GIVEN PASSAGE:
■ ■ ■ ■

Right before I moved to Ireland, I took a trip to revisit India, where I had once spent three months railhopping after quitting my first job out of college. Far less boring.
Those three months were where I made the biggest changes in how I’d live: once a child of immigrants bred to think life was about making your way up in society, I was no longer worried about status, or “getting ahead,” and I veered.
India is layered with so many kinds of ways of living, there’s no way to avoid noticing options.
Once, I got a terrible stomach infection in a tiny hotel in Bombay. This is a journal entry from then:
October 9, 2000
The Bombay trains are a decidedly more courageous set of railway vehicles than any other I’ve come across until now. You have to be able to accept open doorways and be able to leap onto and out of those compartments at stations like Bombay Central and Churchgate. I feel the humidity squelch all my energy and taste the sea on my lips, dirty and kitsch as far as I can see. Human waste on the beach at Chowpati, and now my stomach’s turned.
My hunger has left me, along with my good health, and I’m covered in a shawl with my head covered, Goan style.
I bought a rose, a near-red, light pink all inside it, for myself and for Y., to celebrate his enjoying the new apartment and the whole of Ireland. I’m looking forward to joining him come December.

■ ■ ■ ■

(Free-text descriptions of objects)

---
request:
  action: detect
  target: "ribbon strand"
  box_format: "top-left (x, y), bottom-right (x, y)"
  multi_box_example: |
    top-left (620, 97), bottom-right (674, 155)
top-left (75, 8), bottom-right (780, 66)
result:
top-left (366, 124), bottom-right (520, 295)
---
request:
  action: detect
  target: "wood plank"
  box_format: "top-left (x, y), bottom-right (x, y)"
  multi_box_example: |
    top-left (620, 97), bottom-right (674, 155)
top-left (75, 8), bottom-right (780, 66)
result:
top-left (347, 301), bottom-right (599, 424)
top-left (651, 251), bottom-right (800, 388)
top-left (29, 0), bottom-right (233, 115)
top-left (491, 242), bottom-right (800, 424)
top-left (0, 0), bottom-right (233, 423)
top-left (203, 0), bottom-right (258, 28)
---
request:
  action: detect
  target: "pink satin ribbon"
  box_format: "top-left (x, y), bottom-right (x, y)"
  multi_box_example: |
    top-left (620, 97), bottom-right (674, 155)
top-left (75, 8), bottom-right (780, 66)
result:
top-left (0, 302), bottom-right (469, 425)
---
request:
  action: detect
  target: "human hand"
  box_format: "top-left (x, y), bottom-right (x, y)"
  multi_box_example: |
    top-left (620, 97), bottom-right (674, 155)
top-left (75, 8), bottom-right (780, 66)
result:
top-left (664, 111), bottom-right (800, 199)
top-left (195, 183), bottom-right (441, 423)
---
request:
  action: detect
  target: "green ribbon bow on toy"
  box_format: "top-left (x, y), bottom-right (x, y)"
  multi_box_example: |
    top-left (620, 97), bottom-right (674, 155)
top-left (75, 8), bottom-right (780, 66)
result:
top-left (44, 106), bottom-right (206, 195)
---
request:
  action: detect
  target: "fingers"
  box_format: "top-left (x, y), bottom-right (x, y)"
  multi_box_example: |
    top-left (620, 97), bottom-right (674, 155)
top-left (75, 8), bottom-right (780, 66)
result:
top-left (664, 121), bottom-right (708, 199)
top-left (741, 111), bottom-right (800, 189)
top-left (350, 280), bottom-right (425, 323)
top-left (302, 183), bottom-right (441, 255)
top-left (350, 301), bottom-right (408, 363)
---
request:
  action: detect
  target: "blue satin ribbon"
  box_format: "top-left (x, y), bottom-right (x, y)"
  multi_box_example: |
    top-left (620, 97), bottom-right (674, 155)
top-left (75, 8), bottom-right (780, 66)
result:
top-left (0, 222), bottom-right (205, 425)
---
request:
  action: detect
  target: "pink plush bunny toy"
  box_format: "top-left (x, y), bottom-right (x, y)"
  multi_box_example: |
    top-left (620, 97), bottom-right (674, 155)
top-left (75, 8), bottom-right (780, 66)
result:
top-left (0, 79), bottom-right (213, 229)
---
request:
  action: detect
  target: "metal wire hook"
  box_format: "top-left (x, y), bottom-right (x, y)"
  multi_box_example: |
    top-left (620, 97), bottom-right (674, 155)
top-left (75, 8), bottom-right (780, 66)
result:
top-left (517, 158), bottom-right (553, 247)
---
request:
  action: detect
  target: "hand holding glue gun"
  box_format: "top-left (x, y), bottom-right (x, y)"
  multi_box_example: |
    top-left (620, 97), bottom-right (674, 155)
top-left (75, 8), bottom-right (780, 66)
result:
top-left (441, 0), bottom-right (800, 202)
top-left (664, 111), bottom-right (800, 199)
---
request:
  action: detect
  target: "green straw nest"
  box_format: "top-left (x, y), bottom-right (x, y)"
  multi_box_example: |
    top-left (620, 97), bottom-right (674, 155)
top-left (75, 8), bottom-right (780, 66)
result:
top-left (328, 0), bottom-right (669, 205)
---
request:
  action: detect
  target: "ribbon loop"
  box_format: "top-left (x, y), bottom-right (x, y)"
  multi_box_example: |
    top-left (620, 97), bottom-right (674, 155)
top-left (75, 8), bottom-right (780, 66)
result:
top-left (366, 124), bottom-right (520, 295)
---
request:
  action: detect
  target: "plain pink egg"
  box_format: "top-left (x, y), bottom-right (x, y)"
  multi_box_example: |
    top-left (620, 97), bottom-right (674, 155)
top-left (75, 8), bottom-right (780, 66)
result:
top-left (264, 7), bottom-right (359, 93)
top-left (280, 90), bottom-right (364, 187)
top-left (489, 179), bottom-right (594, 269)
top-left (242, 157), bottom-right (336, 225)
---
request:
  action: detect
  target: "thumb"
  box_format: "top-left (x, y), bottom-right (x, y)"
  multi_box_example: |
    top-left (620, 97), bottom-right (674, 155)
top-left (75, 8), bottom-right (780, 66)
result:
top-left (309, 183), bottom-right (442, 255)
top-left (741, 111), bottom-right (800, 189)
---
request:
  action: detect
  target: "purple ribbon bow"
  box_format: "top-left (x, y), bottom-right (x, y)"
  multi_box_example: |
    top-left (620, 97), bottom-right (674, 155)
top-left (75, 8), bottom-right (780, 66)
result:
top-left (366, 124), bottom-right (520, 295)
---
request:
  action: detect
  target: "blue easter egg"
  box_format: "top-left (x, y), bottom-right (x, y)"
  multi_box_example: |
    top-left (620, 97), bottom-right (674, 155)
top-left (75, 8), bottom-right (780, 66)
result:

■ ■ ■ ■

Condense the paragraph of the passage about India that begins "The Bombay trains are" into a short bulleted list of its main facts. Rely only on the passage about India.

SOLUTION TO THIS TASK:
- Bombay's trains are bolder than any other railway vehicles the writer has come across.
- Riders must accept open doorways and leap on and off at stations such as Bombay Central and Churchgate.
- The humidity drains the writer's energy, the sea can be tasted, and everything in sight looks dirty and kitsch.
- There is human waste on the beach at Chowpati, and the writer's stomach has turned.